[EXERCISE TASK] Could you copy out every entry below, character for character, with nothing changed?

[START RAW RECORDS]

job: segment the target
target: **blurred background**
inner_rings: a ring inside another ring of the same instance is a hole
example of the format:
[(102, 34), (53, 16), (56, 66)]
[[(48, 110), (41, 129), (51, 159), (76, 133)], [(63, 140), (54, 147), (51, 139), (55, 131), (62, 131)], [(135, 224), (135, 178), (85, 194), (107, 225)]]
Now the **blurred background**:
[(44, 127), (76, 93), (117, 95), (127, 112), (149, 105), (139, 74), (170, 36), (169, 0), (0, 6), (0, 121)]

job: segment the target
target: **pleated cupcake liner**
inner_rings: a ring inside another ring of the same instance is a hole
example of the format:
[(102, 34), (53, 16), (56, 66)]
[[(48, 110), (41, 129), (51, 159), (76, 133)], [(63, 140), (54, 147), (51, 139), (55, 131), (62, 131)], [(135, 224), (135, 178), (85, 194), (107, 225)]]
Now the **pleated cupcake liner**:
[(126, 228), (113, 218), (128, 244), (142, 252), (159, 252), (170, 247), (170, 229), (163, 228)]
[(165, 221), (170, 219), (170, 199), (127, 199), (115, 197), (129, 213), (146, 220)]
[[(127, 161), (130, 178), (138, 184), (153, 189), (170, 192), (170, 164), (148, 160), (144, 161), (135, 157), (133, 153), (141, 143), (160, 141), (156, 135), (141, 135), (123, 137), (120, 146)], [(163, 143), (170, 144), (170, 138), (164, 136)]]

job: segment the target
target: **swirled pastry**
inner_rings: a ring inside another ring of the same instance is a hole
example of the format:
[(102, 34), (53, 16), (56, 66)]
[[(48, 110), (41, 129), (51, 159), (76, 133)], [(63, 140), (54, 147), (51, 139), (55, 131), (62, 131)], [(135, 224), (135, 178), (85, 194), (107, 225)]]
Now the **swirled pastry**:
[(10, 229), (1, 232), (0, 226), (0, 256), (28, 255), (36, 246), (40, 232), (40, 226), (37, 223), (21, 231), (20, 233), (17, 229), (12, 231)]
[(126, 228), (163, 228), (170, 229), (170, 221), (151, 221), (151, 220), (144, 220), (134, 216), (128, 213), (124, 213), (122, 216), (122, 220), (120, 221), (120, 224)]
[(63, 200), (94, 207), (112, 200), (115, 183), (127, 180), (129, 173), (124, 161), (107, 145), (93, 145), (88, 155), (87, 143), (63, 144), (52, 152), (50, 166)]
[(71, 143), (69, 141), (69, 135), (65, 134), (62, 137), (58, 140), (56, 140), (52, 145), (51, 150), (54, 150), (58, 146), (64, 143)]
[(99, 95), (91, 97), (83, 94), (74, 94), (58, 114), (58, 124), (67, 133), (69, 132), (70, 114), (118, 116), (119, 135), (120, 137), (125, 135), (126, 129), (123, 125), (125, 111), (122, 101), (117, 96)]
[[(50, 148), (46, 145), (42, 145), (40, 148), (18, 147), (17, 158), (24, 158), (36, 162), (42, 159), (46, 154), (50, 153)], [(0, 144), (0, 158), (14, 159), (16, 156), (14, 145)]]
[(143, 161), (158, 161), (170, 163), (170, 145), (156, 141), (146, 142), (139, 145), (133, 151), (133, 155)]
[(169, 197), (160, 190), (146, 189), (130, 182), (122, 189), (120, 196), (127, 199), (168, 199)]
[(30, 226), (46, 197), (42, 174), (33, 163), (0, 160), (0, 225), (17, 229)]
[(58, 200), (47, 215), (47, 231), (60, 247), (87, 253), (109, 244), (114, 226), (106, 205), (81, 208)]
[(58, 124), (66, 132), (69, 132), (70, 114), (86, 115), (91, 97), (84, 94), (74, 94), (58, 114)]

[END RAW RECORDS]

[RESPONSE TO THIS EXERCISE]
job: segment the target
target: **blurred background**
inner_rings: a ring inside another ring of the same instance is a hole
example of the format:
[(102, 34), (53, 16), (56, 66)]
[[(48, 110), (41, 129), (51, 159), (76, 133)], [(63, 140), (54, 147), (51, 139), (55, 131), (62, 131)], [(135, 224), (135, 178), (85, 194), (107, 225)]]
Now the **blurred background**:
[(44, 127), (76, 93), (117, 95), (127, 112), (149, 105), (139, 74), (170, 36), (169, 0), (0, 6), (0, 121)]

job: segment the target
target: **pleated cupcake liner**
inner_rings: a ring inside another ring of the same instance is a hole
example of the format:
[(102, 34), (53, 16), (56, 66)]
[[(48, 110), (41, 129), (51, 159), (76, 133)], [(63, 140), (54, 147), (51, 139), (55, 131), (62, 131)], [(135, 224), (135, 178), (85, 194), (107, 225)]]
Now the **pleated cupcake liner**:
[(126, 228), (113, 218), (128, 244), (142, 252), (159, 252), (170, 247), (170, 229), (163, 228)]
[(165, 221), (170, 219), (170, 199), (127, 199), (115, 197), (129, 213), (146, 220)]
[[(127, 161), (130, 178), (138, 184), (153, 189), (170, 192), (170, 164), (148, 160), (144, 161), (135, 157), (133, 153), (141, 143), (160, 141), (156, 135), (141, 135), (123, 137), (120, 146)], [(163, 143), (170, 144), (170, 138), (164, 136)]]

job: segment the target
target: **swirled pastry**
inner_rings: a ring inside another ring of the same instance is a hole
example of the format:
[(102, 34), (53, 16), (56, 66)]
[[(48, 110), (41, 129), (51, 159), (76, 133)], [(63, 140), (54, 147), (51, 139), (55, 131), (62, 131)], [(135, 224), (135, 178), (85, 194), (107, 225)]]
Now the **swirled pastry**:
[(10, 229), (1, 232), (0, 226), (0, 256), (28, 255), (36, 246), (40, 232), (40, 226), (37, 223), (21, 231), (20, 233), (17, 229), (12, 231)]
[(126, 228), (163, 228), (170, 229), (170, 221), (151, 221), (151, 220), (144, 220), (134, 216), (128, 213), (124, 213), (122, 216), (122, 220), (120, 221), (120, 224)]
[(63, 200), (94, 207), (112, 200), (115, 183), (127, 180), (129, 173), (124, 161), (107, 145), (93, 145), (88, 155), (87, 143), (63, 144), (52, 152), (50, 166)]
[(71, 143), (69, 141), (69, 135), (65, 134), (62, 137), (58, 140), (56, 140), (52, 145), (51, 150), (54, 150), (58, 146), (64, 143)]
[(99, 95), (91, 97), (83, 94), (74, 94), (58, 114), (58, 124), (67, 133), (69, 132), (70, 114), (118, 116), (119, 135), (120, 137), (125, 135), (126, 129), (123, 125), (125, 111), (122, 101), (117, 96)]
[[(50, 148), (46, 145), (42, 145), (40, 148), (18, 147), (17, 158), (24, 158), (36, 162), (42, 159), (46, 154), (50, 153)], [(0, 144), (0, 158), (14, 159), (16, 156), (14, 145)]]
[(143, 161), (158, 161), (170, 163), (170, 145), (156, 141), (146, 142), (139, 145), (133, 151), (133, 155)]
[(169, 197), (160, 190), (146, 189), (130, 182), (122, 189), (120, 196), (127, 199), (168, 199)]
[(30, 226), (46, 197), (42, 174), (33, 163), (0, 160), (0, 225), (17, 229)]
[(58, 200), (47, 215), (47, 231), (60, 247), (87, 253), (109, 244), (114, 226), (106, 205), (81, 208)]
[(58, 124), (66, 132), (69, 132), (70, 114), (86, 115), (91, 97), (84, 94), (74, 94), (58, 114)]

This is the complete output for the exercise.